**Task prompt**.
Give back exactly the lines of the data below, starting with the line that has "bedspread with a single marker." and going on through the line that has "bed with a single marker.".

**Referring expression data**.

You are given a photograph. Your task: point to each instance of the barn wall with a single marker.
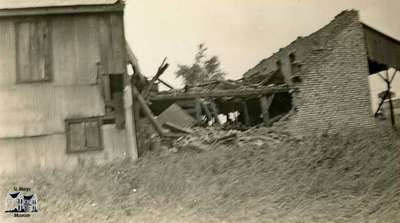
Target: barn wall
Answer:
(32, 115)
(83, 48)
(25, 155)
(333, 95)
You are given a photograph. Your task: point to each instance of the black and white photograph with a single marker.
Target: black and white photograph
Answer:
(200, 111)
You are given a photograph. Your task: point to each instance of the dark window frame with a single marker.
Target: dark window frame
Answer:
(48, 53)
(99, 121)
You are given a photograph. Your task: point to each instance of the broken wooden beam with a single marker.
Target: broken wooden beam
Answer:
(221, 93)
(160, 71)
(245, 113)
(206, 110)
(177, 128)
(165, 83)
(214, 112)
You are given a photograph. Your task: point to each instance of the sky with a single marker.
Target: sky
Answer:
(239, 32)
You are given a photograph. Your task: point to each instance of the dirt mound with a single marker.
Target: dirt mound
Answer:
(260, 176)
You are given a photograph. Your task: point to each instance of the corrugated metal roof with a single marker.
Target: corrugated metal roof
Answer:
(17, 4)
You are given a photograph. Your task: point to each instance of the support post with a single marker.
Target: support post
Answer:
(265, 103)
(245, 111)
(214, 111)
(130, 123)
(198, 110)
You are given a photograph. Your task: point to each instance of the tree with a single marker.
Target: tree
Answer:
(203, 69)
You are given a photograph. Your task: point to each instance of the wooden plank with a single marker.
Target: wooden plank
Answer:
(118, 7)
(112, 44)
(147, 111)
(245, 113)
(76, 137)
(221, 93)
(32, 51)
(118, 47)
(265, 103)
(198, 110)
(92, 134)
(175, 114)
(160, 71)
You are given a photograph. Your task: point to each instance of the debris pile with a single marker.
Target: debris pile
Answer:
(205, 139)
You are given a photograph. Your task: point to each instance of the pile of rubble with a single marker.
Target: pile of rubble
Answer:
(205, 139)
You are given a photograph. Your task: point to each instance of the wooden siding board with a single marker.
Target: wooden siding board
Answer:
(381, 48)
(112, 44)
(8, 54)
(117, 44)
(76, 50)
(40, 109)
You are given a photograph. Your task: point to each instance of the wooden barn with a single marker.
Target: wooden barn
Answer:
(65, 98)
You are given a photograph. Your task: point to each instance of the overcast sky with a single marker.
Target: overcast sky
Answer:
(239, 32)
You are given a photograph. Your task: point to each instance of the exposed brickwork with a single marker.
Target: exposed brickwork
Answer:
(333, 95)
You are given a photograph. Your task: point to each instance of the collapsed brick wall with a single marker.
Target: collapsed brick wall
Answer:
(333, 95)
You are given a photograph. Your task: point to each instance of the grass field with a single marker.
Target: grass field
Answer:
(256, 178)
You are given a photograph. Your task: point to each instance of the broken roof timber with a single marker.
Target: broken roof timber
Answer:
(382, 48)
(69, 9)
(221, 93)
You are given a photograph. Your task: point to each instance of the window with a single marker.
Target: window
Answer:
(32, 51)
(84, 134)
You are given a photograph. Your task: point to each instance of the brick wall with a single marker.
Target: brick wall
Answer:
(333, 95)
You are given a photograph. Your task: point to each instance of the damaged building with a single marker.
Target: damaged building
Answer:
(317, 84)
(62, 85)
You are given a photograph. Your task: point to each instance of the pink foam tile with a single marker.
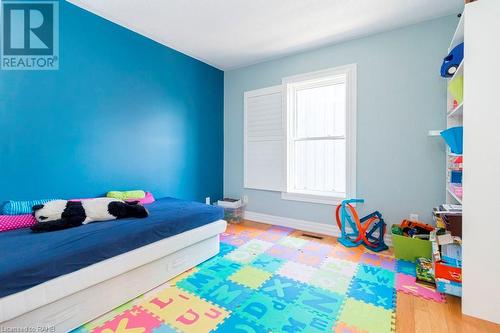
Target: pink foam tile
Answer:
(235, 240)
(133, 320)
(408, 284)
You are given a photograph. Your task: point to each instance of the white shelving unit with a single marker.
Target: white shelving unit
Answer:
(454, 113)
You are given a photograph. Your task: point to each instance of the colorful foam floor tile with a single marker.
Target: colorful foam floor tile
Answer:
(250, 277)
(406, 267)
(184, 311)
(135, 320)
(408, 284)
(273, 279)
(367, 317)
(372, 293)
(376, 275)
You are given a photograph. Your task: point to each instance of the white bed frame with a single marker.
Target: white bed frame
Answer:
(71, 300)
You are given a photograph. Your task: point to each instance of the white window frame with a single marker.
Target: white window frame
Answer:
(349, 72)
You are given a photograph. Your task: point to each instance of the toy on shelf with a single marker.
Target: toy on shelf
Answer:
(452, 61)
(454, 138)
(369, 230)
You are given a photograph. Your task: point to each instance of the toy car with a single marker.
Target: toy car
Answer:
(452, 61)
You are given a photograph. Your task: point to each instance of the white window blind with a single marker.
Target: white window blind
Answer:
(264, 139)
(320, 135)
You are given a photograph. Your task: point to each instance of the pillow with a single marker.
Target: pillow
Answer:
(144, 201)
(126, 195)
(12, 222)
(21, 207)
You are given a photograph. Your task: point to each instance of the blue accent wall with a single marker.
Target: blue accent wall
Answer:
(400, 97)
(122, 112)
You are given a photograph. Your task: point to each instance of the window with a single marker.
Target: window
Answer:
(320, 111)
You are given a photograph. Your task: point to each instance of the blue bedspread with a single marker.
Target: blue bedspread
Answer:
(28, 259)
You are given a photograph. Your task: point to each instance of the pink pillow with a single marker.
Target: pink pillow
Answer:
(144, 201)
(12, 222)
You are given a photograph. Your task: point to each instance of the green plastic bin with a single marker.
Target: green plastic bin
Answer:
(410, 249)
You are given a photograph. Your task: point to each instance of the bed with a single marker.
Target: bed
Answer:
(66, 278)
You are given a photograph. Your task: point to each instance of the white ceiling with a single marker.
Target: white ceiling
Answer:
(233, 33)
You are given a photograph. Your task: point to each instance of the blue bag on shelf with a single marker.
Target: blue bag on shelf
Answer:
(456, 177)
(454, 137)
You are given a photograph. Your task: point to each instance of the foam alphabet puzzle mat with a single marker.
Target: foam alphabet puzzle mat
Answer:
(269, 279)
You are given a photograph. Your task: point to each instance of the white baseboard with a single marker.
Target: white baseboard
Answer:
(316, 227)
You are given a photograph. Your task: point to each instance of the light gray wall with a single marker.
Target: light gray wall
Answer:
(400, 170)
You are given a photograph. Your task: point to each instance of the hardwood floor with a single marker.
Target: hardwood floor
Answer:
(414, 314)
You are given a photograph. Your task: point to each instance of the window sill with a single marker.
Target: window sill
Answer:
(321, 199)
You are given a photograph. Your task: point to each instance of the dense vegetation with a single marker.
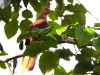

**Solution for this exercise**.
You are given a photograph. Your task: point to each instance of the blue bedspread with a single marker.
Target: blue bedspread
Answer:
(28, 259)
You are given a photograph. Your task: point to each instance of the pink pillow with a single marker.
Target: pink pillow
Answer:
(144, 201)
(12, 222)
You are given a photograph. Your task: point to each instance of the green plastic bin with a single marker.
Target: green plastic bin
Answer:
(410, 249)
You are given a photograph. Your task: point to each instance of the bed with a single marker.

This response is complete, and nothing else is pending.